* Exercise objective *
Extend the biography of the Pakistani film director Sharif Nayyar below, starting right after its final sentence.

- Born: 1922 Lahore, British India
- Died: April 24, 2007 (aged 84–85) Lahore, Pakistan
- Occupations: Film director; Screenwriter;
- Years active: 1936–1994
- Awards: Won 3 Nigar Awards in 1965, 1971 and 1999

= Sharif Nayyar =

Pakistani film director and screenwriter (1922–2007)

Sharif Nayyar (c. 1922 24 April 2007), was a Pakistani film director. Having a career spanning over four decades, he directed his first film in 1947 in British India and directed a total of 13 films including a Punjabi film. In Pakistani cinema, Nayyar is known for directing one of Lollywood's earliest colour films, Naila (1965) and a Diamond jubilee film Dosti (1971). For directing these films, he received two Nigar Awards.

== Life and career ==
Nayyar was born in Lahore. He began his career from acting in Laila Majnu, starring Swaran Lata and Nazer while Yadgaar was his first film as a director. He rose to fame from commercially successful Naila which released in 1965 and was based on the novel of the same name by Razia Butt. In 1966, he directed his first Punjabi film Laado. In 1971, he directed Dosti which was the second Diamond Jubilee film in the cinema at that time.

* Records shown *
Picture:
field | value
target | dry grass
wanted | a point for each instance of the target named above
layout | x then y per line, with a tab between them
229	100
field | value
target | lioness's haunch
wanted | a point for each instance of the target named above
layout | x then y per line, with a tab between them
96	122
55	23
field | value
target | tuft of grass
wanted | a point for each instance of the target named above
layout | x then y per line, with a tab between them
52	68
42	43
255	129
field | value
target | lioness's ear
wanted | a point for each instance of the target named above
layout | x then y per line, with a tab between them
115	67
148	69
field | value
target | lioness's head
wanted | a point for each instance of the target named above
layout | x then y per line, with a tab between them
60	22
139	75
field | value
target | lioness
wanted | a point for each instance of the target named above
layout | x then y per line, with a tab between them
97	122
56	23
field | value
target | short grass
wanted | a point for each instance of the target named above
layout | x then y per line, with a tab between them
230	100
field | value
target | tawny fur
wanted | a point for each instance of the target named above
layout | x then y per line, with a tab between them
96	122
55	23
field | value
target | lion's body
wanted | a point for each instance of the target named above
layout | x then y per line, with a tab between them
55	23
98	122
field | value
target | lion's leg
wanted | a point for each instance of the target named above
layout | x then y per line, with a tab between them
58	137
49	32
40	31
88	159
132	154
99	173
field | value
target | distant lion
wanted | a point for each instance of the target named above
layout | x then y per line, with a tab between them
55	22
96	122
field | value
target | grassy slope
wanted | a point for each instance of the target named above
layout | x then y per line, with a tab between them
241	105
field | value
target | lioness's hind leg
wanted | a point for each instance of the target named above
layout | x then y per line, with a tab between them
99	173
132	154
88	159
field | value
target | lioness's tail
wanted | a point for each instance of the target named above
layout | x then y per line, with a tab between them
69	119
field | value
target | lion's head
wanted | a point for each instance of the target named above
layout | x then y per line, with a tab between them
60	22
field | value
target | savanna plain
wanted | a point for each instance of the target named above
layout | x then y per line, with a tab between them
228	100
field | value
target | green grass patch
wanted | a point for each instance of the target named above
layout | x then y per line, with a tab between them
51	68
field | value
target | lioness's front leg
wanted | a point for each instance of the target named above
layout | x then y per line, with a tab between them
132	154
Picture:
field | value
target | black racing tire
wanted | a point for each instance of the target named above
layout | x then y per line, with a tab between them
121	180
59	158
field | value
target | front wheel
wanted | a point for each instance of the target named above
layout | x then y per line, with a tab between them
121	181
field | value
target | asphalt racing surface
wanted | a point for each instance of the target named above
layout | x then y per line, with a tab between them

* Result *
== Filmography ==

Key
| † | Denotes films that have not yet been released |

| # | Title | Year | Director | Screenwriter | Notes | Ref. |
|---|---|---|---|---|---|---|
| 1 | Yadgar | 1947 | Yes | Yes | Hindi film |  |
| 2 | Anokhi Dastaan | 1950 | Yes |  | First film in Pakistan |  |
| 3 | Bheegi Palkein | 1952 | Yes | Yes |  |  |
| 4 | Mehfil | 1955 | Yes |  |  |  |
| 5 | Masoom | 1957 | Yes |  |  |  |
| 6 | Ishq Par Zor Nahi | 1963 | Yes | Yes |  |  |
| 7 | Naila | 1965 | Yes | Yes |  |  |
| 8 | Laado | 1966 | Yes |  | Punjabi film |  |
| 9 | Naaz | 1969 | Yes | Yes |  |  |
| 8 | Dosti | 1971 | Yes |  |  |  |
| 11 | Ek Thi Ladki | 1973 | Yes |  | co-director |  |
| 12 | Shirin Farhad | 1975 | Yes |  |  |  |
| 13 | Jhoomar Chor | 1986 | Yes |  |  |  |

== Awards and nominations ==
Nayyar received three Nigar Awards in his career;
- 1965 – Best Director for Naila (1965 film)
- 1971 – Best Director for Dosti (1971 film)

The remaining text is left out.